* EXCERPTED TEXT *
****************************************

[x3d-public] X3D regular expression (regex) improvements
Andreas Plesch
andreasplesch at gmail.com
Mon Aug 20 07:43:42 PDT 2018
Hi Don,
What I was suggesting, was multiple patterns for a single simple type,
more below.
On Mon, Aug 20, 2018 at 1:29 AM Don Brutzman <brutzman at nps.edu> wrote:
>
> On 8/17/2018 8:06 PM, Andreas Plesch wrote:
> > What about expanding the validation to multiple regexes which all need to match to check for illegal values where necessary ?
> >
> > first: !((0|0.0*|.0+)\s+){3})*
> >
> > second: actual SFRotation pattern
>
> Relevant page section is now bookmarked, that possibility is also added as a TODO item.
>
> X3D Regexes: Negative lookahead and disallowed values
> http://www.web3d.org/specifications/X3dRegularExpressions.html#NegativeLookahead
>
> Modifying the primary regexes is pretty simple, just insert the given "negative lookahead" block at the beginning.
>
> > Can there be multiple regexes in the XML Schema for a type ?
>
> Multiple special "simple types" are listed in X3D XML Schema and each can have a regex if we want.
>
> X3D XML Schema x3d-4.0.xsd documentation
> http://www.web3d.org/specifications/X3dSchemaDocumentation4.0/x3d-4.0.html
http://www.web3d.org/specifications/X3dSchemaDocumentation4.0/x3d-4.0_SFRotation.html
has a single pattern restriction as a facet.
It is possible to have multiple patterns in the pattern restriction facet:
https://www.w3.org/TR/xmlschema11-2/#rf-pattern
But these will be combined with an OR logic during validation while we
would need an AND logic to account for the 0 0 0 checking.
>From what I can understand it looks like AND combining of multiple
patterns is only possible with multiple steps in the type derivation
which I think would require an intermediate base type. Perhaps a
SFRotationBase type could be added which does one step of the
validation (the SFRotation pattern without negative lookahead) with
SFRotation then doing the final step (the non 0 0 0 pattern).
While possible, it may be too much effort for the gain.
>
> As it so happens, this weekend I cleaned up the expression for bboxSize type. Also added it to X3DUOM and X3DJSAIL. The regex can be found as part of the base type SFVec3fObject.
>
> X3D Regular Expressions (regexes): bboxSize
> http://www.web3d.org/specifications/X3dRegularExpressions.html#bboxSize
>
> Online unit tests:
> https://regex101.com/r/sjaPZq/1
Should -1e1 -1 -1, or
-1e0 -1 -1 or
-0.1e2 -1 -1
be allowed as well ? Currently the regex does not match these. It is
unlikely that anybody would want to do that but it may be legal.

****************************************

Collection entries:
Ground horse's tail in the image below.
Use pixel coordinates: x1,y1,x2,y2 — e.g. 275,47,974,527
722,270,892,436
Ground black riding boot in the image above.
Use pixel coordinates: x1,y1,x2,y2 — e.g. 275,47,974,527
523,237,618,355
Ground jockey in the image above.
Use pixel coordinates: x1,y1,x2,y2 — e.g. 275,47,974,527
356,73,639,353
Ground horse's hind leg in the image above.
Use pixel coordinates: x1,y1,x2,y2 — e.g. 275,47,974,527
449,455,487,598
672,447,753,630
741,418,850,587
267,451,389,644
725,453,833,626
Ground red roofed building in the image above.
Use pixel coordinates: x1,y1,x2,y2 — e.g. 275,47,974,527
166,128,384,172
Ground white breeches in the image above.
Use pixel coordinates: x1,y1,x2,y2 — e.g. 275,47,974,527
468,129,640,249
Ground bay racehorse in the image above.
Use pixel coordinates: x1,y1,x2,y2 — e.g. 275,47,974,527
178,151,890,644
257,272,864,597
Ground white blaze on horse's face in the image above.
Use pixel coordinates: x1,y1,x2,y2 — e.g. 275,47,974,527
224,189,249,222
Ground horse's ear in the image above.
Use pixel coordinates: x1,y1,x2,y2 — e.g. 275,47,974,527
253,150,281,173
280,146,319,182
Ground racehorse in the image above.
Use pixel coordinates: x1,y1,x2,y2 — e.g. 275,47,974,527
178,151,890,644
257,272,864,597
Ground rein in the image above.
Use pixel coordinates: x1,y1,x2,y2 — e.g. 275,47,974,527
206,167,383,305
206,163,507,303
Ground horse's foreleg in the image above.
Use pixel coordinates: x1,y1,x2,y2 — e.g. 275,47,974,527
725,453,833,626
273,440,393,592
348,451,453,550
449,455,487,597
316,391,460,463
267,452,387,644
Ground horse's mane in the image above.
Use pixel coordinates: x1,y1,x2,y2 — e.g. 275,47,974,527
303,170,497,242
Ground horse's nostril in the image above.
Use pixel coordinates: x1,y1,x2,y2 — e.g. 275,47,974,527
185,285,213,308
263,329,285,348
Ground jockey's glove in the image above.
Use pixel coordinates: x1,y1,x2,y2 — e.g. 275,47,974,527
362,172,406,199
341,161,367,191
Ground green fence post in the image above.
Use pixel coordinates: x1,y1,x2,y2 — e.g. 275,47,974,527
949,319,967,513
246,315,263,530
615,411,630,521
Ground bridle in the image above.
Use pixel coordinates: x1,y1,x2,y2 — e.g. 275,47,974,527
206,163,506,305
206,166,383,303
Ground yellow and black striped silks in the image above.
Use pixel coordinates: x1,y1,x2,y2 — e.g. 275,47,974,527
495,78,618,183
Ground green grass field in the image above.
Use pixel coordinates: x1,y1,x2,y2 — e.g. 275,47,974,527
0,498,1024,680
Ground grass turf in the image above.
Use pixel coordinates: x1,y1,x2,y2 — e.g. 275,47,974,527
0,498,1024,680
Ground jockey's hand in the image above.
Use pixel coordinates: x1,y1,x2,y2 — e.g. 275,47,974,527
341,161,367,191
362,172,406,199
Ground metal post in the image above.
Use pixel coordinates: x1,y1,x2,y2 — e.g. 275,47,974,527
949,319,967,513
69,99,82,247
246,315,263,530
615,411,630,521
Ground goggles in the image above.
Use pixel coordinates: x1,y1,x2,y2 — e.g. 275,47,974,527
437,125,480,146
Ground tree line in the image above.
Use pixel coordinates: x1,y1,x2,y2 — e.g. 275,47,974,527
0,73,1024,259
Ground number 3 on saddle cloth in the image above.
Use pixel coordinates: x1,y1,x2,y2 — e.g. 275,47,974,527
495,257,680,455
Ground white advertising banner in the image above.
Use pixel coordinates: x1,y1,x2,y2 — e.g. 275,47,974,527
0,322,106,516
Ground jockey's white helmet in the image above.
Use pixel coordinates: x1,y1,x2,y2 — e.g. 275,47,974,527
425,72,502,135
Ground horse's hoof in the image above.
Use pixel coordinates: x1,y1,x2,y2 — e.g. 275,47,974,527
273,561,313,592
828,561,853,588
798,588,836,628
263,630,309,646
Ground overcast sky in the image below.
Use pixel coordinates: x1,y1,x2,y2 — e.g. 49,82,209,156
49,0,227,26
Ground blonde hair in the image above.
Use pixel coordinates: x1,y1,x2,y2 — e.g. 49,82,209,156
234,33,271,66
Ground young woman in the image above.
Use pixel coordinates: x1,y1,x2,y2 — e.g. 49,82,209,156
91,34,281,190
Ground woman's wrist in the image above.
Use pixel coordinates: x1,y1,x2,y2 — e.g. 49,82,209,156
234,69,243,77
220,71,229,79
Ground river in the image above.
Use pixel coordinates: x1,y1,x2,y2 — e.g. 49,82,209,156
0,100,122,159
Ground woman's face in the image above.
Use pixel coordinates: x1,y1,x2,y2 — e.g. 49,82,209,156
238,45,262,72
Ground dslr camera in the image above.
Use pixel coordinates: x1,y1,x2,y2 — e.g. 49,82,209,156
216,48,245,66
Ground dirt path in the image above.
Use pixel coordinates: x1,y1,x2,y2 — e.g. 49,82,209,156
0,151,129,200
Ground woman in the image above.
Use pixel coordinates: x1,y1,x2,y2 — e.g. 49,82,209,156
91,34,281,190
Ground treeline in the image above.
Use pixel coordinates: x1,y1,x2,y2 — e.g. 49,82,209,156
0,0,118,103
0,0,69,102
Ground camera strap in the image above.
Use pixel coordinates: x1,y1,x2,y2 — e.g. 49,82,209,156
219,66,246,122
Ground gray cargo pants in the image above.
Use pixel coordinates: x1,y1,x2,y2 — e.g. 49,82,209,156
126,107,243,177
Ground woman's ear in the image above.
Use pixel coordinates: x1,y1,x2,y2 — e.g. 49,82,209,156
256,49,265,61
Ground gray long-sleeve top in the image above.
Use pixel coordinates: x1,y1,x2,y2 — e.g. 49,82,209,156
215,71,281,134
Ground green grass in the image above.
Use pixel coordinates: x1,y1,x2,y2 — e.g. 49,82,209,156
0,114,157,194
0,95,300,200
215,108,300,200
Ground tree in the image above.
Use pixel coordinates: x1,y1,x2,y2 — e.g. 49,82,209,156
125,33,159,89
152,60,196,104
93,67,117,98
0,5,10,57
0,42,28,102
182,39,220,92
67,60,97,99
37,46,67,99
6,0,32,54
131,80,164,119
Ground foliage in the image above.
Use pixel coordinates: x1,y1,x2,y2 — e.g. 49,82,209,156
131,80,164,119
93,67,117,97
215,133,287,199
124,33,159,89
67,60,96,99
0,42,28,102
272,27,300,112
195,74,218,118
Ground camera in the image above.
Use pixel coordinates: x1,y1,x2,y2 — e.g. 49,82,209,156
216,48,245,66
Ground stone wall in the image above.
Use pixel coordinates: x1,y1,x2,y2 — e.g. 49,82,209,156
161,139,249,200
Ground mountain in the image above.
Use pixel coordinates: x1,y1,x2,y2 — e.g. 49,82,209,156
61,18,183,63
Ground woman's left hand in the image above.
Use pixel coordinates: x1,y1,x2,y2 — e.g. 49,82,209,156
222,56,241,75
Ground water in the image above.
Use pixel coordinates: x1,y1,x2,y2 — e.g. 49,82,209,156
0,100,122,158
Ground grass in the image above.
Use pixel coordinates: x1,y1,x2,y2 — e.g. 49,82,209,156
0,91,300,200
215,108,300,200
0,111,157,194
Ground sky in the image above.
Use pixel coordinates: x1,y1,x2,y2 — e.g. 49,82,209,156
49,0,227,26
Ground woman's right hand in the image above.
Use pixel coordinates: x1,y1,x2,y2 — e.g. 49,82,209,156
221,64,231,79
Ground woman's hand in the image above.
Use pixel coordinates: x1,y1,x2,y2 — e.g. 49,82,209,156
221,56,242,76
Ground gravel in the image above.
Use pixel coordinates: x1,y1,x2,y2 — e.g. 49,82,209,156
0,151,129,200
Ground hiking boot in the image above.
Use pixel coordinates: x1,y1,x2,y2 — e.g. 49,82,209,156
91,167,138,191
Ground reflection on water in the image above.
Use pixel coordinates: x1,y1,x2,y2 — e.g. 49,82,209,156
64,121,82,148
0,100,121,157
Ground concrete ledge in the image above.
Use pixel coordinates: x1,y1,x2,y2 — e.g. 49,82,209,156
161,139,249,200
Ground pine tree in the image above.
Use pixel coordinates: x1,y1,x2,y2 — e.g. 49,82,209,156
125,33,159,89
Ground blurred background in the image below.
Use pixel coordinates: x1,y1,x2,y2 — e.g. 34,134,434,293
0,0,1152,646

****************************************

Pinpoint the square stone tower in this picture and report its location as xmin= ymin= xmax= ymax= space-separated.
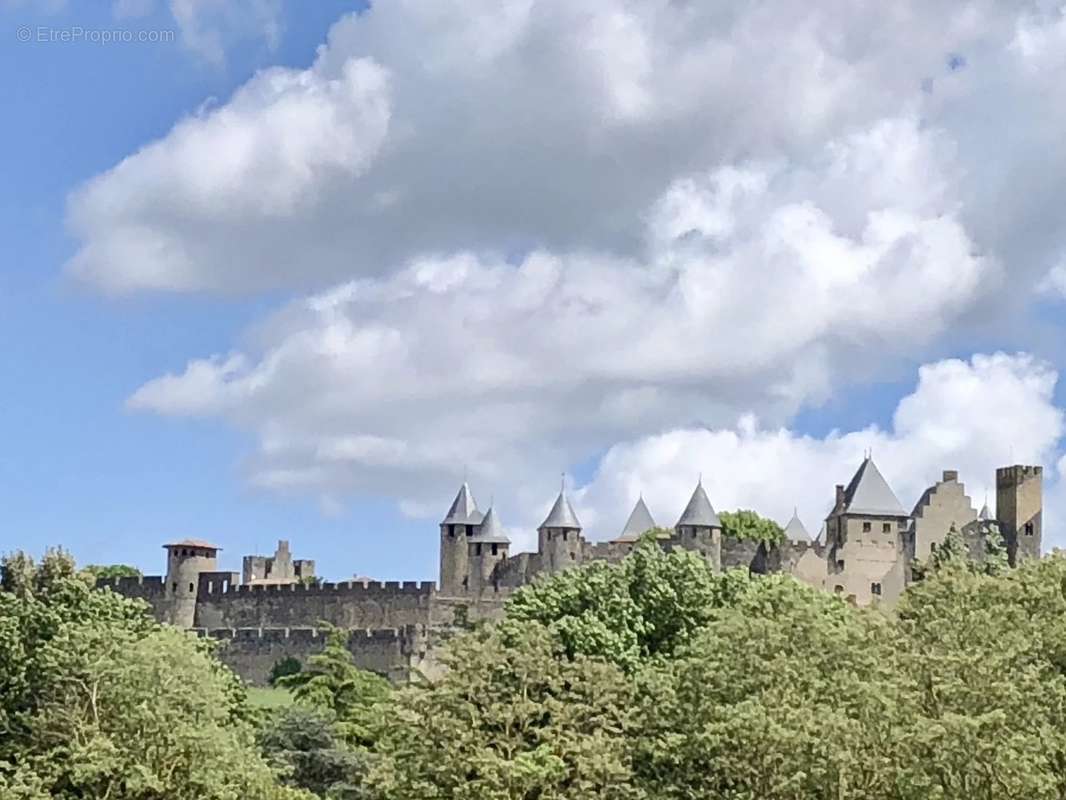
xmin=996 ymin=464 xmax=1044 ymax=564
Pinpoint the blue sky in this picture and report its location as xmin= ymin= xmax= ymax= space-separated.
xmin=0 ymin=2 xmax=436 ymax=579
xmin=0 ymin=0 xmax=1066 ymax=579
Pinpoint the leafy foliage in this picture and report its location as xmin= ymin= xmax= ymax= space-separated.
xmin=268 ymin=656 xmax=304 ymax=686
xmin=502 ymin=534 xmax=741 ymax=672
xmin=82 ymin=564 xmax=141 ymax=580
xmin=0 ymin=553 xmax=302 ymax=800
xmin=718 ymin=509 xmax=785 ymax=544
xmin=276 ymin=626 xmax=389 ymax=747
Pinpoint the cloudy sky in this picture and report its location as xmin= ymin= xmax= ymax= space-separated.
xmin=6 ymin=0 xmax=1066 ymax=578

****************************************

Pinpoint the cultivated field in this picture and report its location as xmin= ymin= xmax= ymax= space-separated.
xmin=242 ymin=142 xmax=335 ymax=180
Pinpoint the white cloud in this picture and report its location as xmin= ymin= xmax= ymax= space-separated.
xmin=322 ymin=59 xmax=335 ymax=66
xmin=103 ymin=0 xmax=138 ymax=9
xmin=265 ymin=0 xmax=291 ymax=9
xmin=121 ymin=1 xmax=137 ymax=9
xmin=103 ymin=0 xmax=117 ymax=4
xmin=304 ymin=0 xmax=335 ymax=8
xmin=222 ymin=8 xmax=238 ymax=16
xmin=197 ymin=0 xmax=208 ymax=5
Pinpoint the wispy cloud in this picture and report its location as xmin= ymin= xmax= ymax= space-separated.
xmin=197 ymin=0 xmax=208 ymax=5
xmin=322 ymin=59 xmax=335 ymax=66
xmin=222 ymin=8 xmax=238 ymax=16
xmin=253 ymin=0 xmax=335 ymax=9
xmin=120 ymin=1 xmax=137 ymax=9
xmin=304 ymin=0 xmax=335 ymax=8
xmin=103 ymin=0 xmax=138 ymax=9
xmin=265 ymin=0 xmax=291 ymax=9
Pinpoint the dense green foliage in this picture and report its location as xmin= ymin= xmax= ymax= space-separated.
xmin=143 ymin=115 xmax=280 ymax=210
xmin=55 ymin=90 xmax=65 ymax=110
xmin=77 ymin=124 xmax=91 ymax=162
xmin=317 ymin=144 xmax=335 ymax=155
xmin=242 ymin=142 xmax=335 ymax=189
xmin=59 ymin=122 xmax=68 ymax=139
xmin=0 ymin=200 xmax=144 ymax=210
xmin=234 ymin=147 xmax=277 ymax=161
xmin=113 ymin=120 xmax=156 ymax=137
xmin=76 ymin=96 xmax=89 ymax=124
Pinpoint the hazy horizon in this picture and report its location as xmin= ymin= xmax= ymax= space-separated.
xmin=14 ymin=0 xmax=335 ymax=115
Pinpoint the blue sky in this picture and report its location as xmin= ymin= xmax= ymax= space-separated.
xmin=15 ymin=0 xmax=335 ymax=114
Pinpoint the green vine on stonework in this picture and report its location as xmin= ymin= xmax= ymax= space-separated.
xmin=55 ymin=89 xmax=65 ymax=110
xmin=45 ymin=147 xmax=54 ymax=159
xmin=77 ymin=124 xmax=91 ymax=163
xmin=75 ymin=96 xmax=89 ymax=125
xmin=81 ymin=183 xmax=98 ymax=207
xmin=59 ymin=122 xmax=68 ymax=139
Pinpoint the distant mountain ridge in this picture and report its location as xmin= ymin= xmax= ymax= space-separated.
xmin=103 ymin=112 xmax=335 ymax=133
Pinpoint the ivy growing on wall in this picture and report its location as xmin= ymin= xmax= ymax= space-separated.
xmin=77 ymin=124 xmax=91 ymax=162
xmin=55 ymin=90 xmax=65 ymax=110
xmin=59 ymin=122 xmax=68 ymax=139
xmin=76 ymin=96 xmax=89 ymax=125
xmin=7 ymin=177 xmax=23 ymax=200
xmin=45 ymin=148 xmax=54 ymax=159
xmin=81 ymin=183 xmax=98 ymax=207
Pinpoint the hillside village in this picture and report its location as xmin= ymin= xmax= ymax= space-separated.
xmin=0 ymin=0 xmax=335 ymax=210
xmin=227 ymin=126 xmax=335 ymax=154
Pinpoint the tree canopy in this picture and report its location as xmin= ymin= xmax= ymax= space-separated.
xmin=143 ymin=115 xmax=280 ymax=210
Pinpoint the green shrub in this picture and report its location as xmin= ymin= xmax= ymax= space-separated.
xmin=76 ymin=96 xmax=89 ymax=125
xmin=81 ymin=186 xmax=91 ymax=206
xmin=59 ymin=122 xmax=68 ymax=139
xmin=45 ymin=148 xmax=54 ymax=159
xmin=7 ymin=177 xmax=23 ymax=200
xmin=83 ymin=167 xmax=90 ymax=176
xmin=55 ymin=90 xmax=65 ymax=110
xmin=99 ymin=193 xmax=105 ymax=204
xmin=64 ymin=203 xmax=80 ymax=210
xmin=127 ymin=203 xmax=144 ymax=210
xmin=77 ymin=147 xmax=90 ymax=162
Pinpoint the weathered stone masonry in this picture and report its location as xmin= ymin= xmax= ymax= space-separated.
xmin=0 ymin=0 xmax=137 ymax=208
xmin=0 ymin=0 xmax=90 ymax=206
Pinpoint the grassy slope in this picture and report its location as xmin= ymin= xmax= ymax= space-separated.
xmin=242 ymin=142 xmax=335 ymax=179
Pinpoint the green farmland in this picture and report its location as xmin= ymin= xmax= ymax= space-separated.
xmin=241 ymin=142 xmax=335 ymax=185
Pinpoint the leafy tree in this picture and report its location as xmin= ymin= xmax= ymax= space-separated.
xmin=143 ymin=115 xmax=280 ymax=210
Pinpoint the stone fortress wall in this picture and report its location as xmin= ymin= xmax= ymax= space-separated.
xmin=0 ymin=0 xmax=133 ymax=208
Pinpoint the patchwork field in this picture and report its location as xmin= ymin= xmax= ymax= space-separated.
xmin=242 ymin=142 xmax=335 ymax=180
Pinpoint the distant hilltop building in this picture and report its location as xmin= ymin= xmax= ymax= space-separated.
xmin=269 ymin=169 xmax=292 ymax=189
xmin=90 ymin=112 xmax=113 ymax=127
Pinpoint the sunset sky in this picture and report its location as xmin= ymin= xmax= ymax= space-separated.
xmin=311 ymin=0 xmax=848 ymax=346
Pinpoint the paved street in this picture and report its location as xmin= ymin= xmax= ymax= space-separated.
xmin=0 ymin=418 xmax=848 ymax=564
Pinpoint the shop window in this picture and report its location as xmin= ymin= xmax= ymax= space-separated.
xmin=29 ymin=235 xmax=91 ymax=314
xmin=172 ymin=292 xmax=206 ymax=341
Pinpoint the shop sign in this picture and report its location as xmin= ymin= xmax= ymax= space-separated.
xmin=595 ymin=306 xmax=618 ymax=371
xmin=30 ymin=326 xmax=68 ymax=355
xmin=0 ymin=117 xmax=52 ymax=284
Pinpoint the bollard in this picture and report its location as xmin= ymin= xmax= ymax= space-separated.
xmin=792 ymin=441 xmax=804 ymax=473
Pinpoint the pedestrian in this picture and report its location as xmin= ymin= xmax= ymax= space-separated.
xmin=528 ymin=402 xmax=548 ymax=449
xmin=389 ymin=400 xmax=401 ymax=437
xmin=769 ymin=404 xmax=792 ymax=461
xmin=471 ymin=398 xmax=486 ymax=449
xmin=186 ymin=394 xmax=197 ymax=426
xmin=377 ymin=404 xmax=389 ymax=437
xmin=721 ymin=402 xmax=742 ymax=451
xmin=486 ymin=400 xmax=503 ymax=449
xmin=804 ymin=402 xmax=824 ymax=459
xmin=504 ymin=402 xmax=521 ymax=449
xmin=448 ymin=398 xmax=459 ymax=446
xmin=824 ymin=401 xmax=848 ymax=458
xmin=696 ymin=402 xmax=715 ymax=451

****************************************

* TASKS TO CARRY OUT *
• A. List every web address that appears in the mailing-list message about X3D regular expression improvements.
• B. Write a continuation of the mailing-list message about X3D regular expression improvements, starting right after its final sentence.

* RESULTS IN ORDER *
• A.
http://www.web3d.org/specifications/X3dRegularExpressions.html#NegativeLookahead
http://www.web3d.org/specifications/X3dSchemaDocumentation4.0/x3d-4.0.html
http://www.web3d.org/specifications/X3dSchemaDocumentation4.0/x3d-4.0_SFRotation.html
https://www.w3.org/TR/xmlschema11-2/#rf-pattern
http://www.web3d.org/specifications/X3dRegularExpressions.html#bboxSize
https://regex101.com/r/sjaPZq/1

• B.
-Andreas
>
> Modified X3DUOM to include regexes in simple types, excerpted result:
>
> <SimpleType name="bboxSizeType"
> baseType="SFVec3f"
> defaultValue="-1 -1 -1"
> regex="\s*((([+]?(((0|[1-9][0-9]*)(\.[0-9]*)?|\.[0-9]+)([Ee][+-]?[0-9]+)?)\s+){2}([+]?((0|[1-9][0-9]*)(\.[0-9]*)?|\.[0-9]+)([Ee][+-]?[0-9]+)?)\s*)|(\-1(\.(0)*)?\s+\-1(\.(0)*)?\s+\-1(\.(0)*)?)\s*)?"
> appinfo="bboxSizeType dimensions are non-negative values, default value (-1 -1 -1) indicates that no bounding box size has been computed."
> documentation="http://www.web3d.org/documents/specifications/19775-1/V3.3/Part01/components/group.html#Boundingboxes"/>
>
> also
> X3DJSAIL: Utility Methods and Functionality, regexes
> http://www.web3d.org/specifications/java/X3DJSAIL.html#regex
>
> * Complete. X3D Regular Expression (regex) support in field types, for example SFVec3fObject REGEX string, pattern, validate(), matches() and matches(String value).
> * Progressing. X3D Regular Expression (regex) support for special types, for example SFVec3fObject.matchesBboxSizeType(String value). TODO: add Matrix types.
>
> http://www.web3d.org/specifications/java/javadoc/org/web3d/x3d/jsail/fields/SFVec3fObject.html#matchesBboxSizeType-java.lang.String-
>
> Here is the current unit-testing code in FieldObjectTests.java
>
> @Test
> @DisplayName("Test SFVec3fObject bboxSizeType checks on single-field 3-tuple single-precision floating-point array")
> void SFVec3fBboxSizeObjectTests()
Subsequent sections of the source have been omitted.